Selected extract:
Visual Studio .NET 2003
post-increment-expression:
primary-expression   ++
post-decrement-expression:
primary-expression   --

The operand of a postfix increment or decrement operation must be an expression classified as a variable, a property access, or an indexer access. The result of the operation is a value of the same type as the operand.

If the operand of a postfix increment or decrement operation is a property or indexer access, the property or indexer must have both a get and a set accessor. If this is not the case, a compile-time error occurs.

Unary operator overload resolution (Section 7.2.3) is applied to select a specific operator implementation. Predefined ++ and -- operators exist for the following types: sbyte, byte, short, ushort, int, uint, long, ulong, char, float, double, decimal, and any enum type. The predefined ++ operators return the value produced by adding 1 to the operand, and the predefined -- operators return the value produced by subtracting 1 from the operand.

What to work on:
1. In the text on postfix increment and decrement, what must a property or indexer have when it is the operand of such an operation?
2. Reproduce everything in the text on postfix increment and decrement from "The operand of a postfix increment or decrement operation must" down to "compile-time error occurs.".
3. Do these statements agree with the text on postfix increment and decrement? (a) The result of a postfix increment or decrement operation has the same type as its operand. (b) Predefined ++ and -- operators exist for the bool type. (c) The predefined -- operators return the value produced by subtracting 1 from the operand.

Dataset content:
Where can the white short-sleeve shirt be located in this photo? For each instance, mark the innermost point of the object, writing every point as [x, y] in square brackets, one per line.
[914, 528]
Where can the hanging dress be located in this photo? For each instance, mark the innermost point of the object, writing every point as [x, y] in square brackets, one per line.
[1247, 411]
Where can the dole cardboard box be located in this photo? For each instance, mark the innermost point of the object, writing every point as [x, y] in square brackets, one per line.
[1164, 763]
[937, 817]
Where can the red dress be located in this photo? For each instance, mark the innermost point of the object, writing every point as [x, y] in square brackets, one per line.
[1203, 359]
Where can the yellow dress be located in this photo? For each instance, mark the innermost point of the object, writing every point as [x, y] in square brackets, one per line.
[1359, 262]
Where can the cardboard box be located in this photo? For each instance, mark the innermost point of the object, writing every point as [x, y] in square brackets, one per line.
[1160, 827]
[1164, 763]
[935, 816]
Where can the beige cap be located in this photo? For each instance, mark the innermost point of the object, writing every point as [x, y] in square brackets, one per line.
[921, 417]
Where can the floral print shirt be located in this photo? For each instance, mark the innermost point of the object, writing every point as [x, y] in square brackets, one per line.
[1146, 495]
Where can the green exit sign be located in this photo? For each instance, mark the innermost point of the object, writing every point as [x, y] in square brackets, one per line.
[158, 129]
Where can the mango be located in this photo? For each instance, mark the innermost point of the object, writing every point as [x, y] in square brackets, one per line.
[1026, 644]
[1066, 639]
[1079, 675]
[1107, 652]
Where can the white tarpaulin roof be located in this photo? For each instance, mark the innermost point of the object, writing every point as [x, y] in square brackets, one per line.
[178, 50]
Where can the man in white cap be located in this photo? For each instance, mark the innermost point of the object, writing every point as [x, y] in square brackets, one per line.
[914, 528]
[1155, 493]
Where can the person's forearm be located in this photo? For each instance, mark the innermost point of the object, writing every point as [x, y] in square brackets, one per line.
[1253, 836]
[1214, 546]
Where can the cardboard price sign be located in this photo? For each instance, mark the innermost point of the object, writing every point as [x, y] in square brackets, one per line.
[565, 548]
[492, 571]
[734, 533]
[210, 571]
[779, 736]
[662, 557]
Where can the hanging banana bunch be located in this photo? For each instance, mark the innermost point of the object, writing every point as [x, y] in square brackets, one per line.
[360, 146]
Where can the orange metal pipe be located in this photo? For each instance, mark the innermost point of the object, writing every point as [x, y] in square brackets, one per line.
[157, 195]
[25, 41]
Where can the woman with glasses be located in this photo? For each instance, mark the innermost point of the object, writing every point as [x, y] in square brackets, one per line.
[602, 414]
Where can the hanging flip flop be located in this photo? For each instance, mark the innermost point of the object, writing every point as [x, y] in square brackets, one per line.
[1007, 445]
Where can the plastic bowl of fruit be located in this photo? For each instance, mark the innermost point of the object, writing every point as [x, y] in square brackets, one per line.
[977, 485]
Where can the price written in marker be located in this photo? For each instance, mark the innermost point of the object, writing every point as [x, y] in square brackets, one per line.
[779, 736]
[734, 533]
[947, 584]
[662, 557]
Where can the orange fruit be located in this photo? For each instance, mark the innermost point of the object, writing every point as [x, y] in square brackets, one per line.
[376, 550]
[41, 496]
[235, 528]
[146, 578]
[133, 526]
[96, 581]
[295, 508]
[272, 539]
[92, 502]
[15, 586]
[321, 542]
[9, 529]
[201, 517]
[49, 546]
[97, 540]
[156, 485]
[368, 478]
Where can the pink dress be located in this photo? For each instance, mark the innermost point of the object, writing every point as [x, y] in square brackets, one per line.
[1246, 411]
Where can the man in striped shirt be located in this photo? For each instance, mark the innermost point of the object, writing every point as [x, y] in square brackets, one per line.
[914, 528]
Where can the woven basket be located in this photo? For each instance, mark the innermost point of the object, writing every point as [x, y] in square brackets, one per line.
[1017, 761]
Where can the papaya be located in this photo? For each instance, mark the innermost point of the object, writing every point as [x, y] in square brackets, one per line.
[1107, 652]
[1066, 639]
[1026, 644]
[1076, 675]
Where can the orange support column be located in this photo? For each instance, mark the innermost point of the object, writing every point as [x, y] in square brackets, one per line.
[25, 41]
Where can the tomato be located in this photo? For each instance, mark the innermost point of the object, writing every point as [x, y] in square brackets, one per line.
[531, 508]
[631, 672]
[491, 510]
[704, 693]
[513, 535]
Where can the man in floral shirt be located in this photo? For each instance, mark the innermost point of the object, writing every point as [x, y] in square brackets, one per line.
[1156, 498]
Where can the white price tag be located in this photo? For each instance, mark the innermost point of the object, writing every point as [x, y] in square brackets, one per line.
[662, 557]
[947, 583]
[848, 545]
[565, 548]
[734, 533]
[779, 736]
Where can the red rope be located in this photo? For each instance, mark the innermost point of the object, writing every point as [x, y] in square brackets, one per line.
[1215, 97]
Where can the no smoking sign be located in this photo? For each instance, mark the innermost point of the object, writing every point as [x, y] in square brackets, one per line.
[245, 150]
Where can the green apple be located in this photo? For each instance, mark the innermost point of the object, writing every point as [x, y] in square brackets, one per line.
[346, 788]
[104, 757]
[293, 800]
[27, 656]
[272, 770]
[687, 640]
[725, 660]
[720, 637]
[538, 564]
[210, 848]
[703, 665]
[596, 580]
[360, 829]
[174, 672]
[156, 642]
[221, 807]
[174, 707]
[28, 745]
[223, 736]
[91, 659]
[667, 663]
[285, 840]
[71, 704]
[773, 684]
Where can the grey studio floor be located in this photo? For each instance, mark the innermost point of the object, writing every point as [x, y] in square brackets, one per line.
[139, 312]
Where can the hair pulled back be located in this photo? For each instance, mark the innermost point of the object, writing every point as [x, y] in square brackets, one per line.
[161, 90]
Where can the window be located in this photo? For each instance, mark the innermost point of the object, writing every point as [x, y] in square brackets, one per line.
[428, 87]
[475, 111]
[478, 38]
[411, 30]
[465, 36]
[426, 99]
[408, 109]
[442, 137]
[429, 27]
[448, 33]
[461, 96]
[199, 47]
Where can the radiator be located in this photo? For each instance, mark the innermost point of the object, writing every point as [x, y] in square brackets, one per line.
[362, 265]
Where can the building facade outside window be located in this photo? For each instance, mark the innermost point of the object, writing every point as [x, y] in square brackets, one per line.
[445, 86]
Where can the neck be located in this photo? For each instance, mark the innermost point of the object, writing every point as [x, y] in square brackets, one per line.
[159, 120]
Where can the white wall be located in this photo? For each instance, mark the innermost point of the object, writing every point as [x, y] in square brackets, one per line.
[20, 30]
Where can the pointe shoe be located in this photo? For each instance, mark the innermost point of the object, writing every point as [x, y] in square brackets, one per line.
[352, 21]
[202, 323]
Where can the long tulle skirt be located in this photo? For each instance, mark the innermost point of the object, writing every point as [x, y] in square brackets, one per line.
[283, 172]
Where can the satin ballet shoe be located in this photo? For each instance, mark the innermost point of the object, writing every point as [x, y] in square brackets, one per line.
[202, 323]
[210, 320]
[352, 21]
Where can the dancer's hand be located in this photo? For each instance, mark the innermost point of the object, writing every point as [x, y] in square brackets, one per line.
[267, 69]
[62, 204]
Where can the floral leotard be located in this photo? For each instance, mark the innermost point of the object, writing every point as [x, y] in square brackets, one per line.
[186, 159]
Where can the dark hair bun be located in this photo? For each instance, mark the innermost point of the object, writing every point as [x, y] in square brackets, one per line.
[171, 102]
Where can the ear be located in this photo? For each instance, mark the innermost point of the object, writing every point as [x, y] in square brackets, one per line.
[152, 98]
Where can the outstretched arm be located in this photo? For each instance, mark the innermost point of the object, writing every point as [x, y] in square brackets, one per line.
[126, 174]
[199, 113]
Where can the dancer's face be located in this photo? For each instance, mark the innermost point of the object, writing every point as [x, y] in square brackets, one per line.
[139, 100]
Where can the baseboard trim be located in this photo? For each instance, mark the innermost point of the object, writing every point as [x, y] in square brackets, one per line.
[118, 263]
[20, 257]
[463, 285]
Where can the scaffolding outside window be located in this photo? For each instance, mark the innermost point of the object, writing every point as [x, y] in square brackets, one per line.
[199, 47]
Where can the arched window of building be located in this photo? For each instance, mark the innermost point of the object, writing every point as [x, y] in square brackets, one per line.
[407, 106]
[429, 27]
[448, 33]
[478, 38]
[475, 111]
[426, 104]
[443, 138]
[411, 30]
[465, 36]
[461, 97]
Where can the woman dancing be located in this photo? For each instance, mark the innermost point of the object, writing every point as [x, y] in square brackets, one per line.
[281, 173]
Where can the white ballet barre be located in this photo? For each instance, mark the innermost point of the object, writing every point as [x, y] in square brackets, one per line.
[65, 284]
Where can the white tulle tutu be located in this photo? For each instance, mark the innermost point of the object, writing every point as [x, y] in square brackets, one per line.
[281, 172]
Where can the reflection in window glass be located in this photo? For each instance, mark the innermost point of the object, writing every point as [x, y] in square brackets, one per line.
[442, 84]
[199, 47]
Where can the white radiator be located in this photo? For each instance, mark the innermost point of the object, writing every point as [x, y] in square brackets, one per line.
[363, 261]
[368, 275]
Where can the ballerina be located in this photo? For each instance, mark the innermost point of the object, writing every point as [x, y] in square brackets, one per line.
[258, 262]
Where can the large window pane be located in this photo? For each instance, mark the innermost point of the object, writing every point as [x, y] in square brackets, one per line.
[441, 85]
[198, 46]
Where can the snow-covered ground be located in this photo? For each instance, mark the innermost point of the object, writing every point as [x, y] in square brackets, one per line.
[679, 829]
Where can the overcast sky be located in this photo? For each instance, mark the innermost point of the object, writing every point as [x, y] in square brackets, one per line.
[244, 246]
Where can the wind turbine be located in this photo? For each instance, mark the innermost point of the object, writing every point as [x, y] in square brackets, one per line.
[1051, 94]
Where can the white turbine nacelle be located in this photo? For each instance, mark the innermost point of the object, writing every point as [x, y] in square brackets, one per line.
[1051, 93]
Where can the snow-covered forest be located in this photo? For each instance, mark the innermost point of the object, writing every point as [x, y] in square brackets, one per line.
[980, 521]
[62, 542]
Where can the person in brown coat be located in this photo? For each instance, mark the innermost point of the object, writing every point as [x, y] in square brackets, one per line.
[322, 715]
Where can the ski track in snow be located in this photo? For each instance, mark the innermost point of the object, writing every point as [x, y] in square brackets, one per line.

Answers for the tasks:
1. Both a get and a set accessor.

2.
The operand of a postfix increment or decrement operation must be an expression classified as a variable, a property access, or an indexer access. The result of the operation is a value of the same type as the operand.

If the operand of a postfix increment or decrement operation is a property or indexer access, the property or indexer must have both a get and a set accessor. If this is not the case, a compile-time error occurs.

3.
(a) Yes: "The result of the operation is a value of the same type as the operand."
(b) No: "Predefined ++ and -- operators exist for the following types: sbyte, byte, short, ushort, int, uint, long, ulong, char, float, double, decimal, and any enum type."
(c) Yes: "the predefined -- operators return the value produced by subtracting 1 from the operand."